Review
Books

How to force historians to use their eyes: book urges academics to 'take art more seriously'

Princeton University's Theodore K. Rabb says more visual materials—not only written records—should be explored

Velázquez’s Las Meninas (1656) Courtesy of the Museo del Prado, Madrid

Since the 19th-century revolution in historical writing, the study of the past has reified the value of written records, sometimes even seen as the only guarantee of absolute verity. During the past academic generation, however, this approach has been steadily undermined, as postmodernism has forced historians to recognise the constructed nature of all textual accounts and to question their own reliance solely upon the written word. Simultaneously, and linked to this recognition, the cultural turn has encouraged the exploration of a far wider range of potential sources, many of which are material or visual in nature.

Historians have not all been blind to the potential of art and architecture. The Swiss Jacob Burckhardt (1818-97), the founder of approaches to the Italian Renaissance and an early advocate of cultural history, had initially been an art historian, and visual sources always occupied a crucial place in his writings. Johan Huizinga (1872-1945), another who championed a cultural approach, derived the inspiration for his celebrated Autumn of the Middle Ages from the paintings of the brothers Hubert and Jan van Eyck. In our own generation, Simon Schama has demonstrated the value of the visual arts for historians in a celebrated series of books and television series.

No one has done more to encourage and, at times, to force historians to use their eyes than Theodore K. Rabb. A distinguished member of the History Department at Princeton University for many decades, Rabb has been notably innovative in his approach throughout his career. After initial research illuminating the political history of early Stuart England, he became a pioneer in the use of computers in quantitative history, writing an important study of gentry investment in English overseas expansion between the 1570s and 1630. Subsequently he has written a series of wide-ranging and influential studies of European history between the 15th and 17th centuries, viewed comparatively and from a broadly cultural perspective. Art and architecture have been central to these, as they have been to Rabb’s wider public and scholarly activities: his previous book was a wide-ranging examination of The Artist and the Warrior: Military History through the Eyes of the Masters (2011).

He was also one of the two founders of the influential Journal of Interdisciplinary History, of which he remains an editor, and he has pursued his campaign for greater awareness of visual material in its pages. Some of the essays and reviews now brought together in Why Does Michelangelo Matter? first appeared there, while others were published in this newspaper and in the Times Literary Supplement. In 1986, the Journal of Interdisciplinary History devoted a special issue to “Art and History”, which in retrospect can be recognised to have been a key moment. Published as a book two years later, it brought together a team of specialists who individually and collectively made an overwhelmingly case that historians should recognise the potential value of visual evidence.

The historian Theodore K. Rabb says that “Velázquez could almost be Postmodern”

_Point annotation items_
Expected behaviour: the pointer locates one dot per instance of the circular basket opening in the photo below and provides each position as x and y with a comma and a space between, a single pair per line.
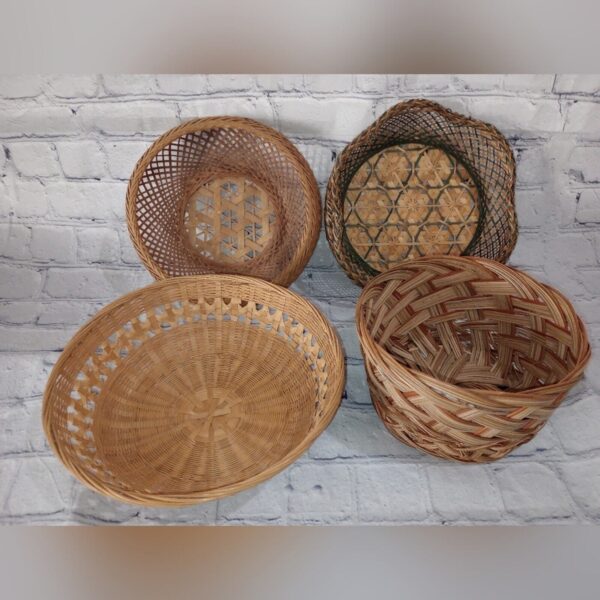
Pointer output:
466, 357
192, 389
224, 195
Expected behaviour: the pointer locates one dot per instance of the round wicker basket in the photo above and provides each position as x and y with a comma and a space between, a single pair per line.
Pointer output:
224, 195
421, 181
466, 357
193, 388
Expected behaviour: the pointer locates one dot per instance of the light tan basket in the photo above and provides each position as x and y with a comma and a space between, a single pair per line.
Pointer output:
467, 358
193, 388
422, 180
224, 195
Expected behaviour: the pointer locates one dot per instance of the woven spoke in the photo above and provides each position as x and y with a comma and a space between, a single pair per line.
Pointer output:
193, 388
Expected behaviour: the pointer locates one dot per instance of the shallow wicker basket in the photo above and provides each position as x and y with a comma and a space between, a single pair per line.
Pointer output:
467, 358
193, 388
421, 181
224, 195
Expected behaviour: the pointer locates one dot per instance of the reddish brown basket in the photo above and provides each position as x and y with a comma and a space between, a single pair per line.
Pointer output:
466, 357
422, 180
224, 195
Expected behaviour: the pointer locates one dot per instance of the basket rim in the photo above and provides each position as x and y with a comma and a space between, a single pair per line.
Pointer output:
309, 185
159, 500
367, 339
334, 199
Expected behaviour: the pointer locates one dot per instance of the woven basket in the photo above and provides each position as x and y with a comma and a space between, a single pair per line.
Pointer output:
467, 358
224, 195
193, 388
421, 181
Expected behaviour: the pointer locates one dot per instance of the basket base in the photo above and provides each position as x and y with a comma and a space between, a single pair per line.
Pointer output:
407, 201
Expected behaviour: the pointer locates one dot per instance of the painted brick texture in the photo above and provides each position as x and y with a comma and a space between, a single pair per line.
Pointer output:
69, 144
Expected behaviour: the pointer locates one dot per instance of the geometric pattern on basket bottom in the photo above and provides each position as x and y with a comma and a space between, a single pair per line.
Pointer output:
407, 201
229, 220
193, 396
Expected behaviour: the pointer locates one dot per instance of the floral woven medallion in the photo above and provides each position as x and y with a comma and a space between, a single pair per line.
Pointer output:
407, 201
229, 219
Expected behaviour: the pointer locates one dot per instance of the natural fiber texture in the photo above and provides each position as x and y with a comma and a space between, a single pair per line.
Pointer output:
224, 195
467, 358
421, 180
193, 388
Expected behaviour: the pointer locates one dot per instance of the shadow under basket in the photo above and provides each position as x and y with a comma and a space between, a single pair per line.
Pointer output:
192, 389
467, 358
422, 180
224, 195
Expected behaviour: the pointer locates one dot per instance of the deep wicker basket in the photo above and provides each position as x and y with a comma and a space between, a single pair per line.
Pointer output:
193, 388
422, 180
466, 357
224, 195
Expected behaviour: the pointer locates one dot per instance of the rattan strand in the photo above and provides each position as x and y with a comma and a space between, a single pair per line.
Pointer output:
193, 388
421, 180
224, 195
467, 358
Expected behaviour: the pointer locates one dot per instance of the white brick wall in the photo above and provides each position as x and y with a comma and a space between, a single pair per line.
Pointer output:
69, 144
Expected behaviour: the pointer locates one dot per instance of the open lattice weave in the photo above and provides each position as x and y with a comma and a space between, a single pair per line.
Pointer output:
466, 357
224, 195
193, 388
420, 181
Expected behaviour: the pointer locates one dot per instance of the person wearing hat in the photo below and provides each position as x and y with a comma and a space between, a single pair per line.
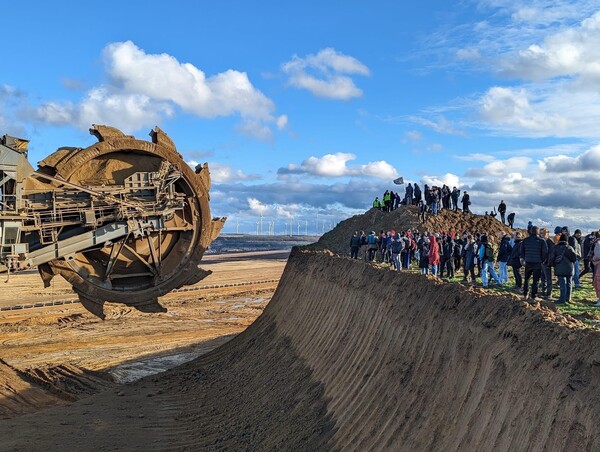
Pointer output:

_SET EXERCISE 1_
Quote the review of Theodore K. Rabb's book word for word, starting with "How to force" and going on through "visual in nature.".
_SET EXERCISE 2_
Please continue the review of Theodore K. Rabb's book from the point where it stops.

_EXERCISE OUTPUT 1_
How to force historians to use their eyes: book urges academics to 'take art more seriously'

Princeton University's Theodore K. Rabb says more visual materials—not only written records—should be explored

Velázquez’s Las Meninas (1656) Courtesy of the Museo del Prado, Madrid

Since the 19th-century revolution in historical writing, the study of the past has reified the value of written records, sometimes even seen as the only guarantee of absolute verity. During the past academic generation, however, this approach has been steadily undermined, as postmodernism has forced historians to recognise the constructed nature of all textual accounts and to question their own reliance solely upon the written word. Simultaneously, and linked to this recognition, the cultural turn has encouraged the exploration of a far wider range of potential sources, many of which are material or visual in nature.

_EXERCISE OUTPUT 2_
Rabb’s approach has been notably consistent over more than four decades. Pointing to the fact that both history and art history originated as a branch of rhetoric, he has been careful to recognise one crucial difference: historians approach the visual arts as potential sources for their studies, while their art-historian counterparts are concerned to understand these artefacts per se. Rightly critical of using illustrations merely to decorate a book and cautioning against imputing too much meaning to paintings or architecture, he is careful not to prescribe how historians should handle works of art. Though never made fully explicit, he clearly believes that paintings and architecture are records of an age and are to be considered alongside more familiar historical records such as private correspondence or (where they exist) newspapers.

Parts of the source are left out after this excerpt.